*Set exercise:*
Answer these questions using the measurement discussion below.
(a) Which two followers of Rasch are given as examples?
(b) What subject line does the forwarded message carry?
(c) In what size of table does Denny Borsboom propose testing double cancellation?

*Given text:*
====

G. Of course, if one does not accept the critique of psychometrics from a quantitative standpoint as valid one will never see any difference. To the critic confusing the two is like confusing statistics with the requirements of statistics. Just to make sure: do you believe that Rasch and in particular his followers (e.g. Wright, Fischer) are correct in their critique of classical test theory? Are they wrong in pointing out that classical test theory presumes measurement?

Guenter

-----Ursprüngliche Nachricht-----
Von: talking-m...@googlegroups.com im Auftrag von Denny Borsboom
Gesendet: Do 28.10.2010 13:40
An: talking-m...@googlegroups.com
Betreff: Re: [talking-measurement] Testing & Measurement

winmail.dat

Denny Borsboom

unread,
Oct 28, 2010, 1:14:23 PM10/28/10
to talking-m...@googlegroups.com
> G. Of course, if one does not accept the critique of psychometrics from a
> quantitative standpoint as valid one will never see any difference.

D: Please point to me exactly where the difference lies - it should be
no trouble to you, as one who does accept "the critique of
psychometrics from a quantitative standpoint" and sees these things
clearly. In an earlier post, some time ago, you criticized a table by
Andrich; that could serve as a fine example; alternatively, you could
take any actual example of testing double cancellation in a 3 x 3
table. Exactly where is the difference between testing the axioms of
quantity as applied to probabilities, and testing hypotheses
concerning the parameters of a probabilistic model?

To the
> critic confusing the two is like confusing statistics with the requirements
> of statistics. Just to make sure: do you believe that Rasch and in
> particular his followers (e.g. Wright, Fischer) are correct in their
> critique of classical test theory? Are they wrong in pointing out that
> classical test theory presumes measurement?

D: Should classical test theory be taken to "presume measurement"
before or after classical test theory enjoys breakfast? The
personification here precludes the statement from having a truth
value; it's just absurd. I cannot answer this. If you mean: "is it an
axiom or premise or definition of CTT that quantitative measurement
has been carried out?" the answer is clearly no. If you mean "could a
person use CTT profitably without presuming that quantitative
measurement has been carried out?" the answer is clearly yes. If you
mean "do the procedures in CTT make most sense to you if you imagine
them to be carried out on quantitative measures" my personal answer is
yes, but I could easily imagine others who would sensibly disagree.

====

*Data:*
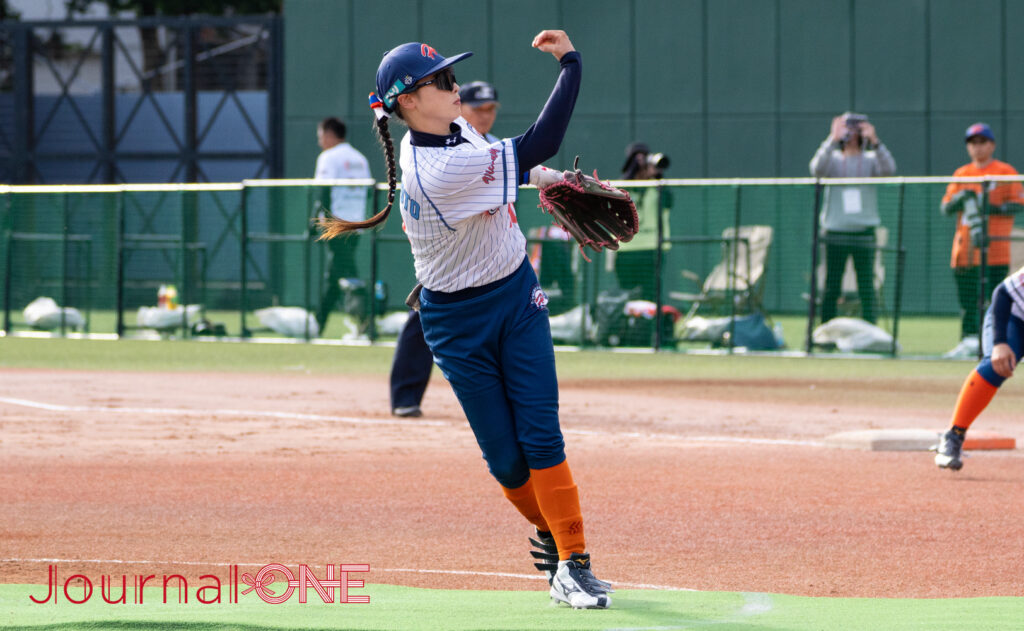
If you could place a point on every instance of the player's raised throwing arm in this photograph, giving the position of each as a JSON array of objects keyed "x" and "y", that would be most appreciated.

====

*Written reply:*
(a) Wright and Fischer.
(b) Re: [talking-measurement] Testing & Measurement
(c) A 3 x 3 table.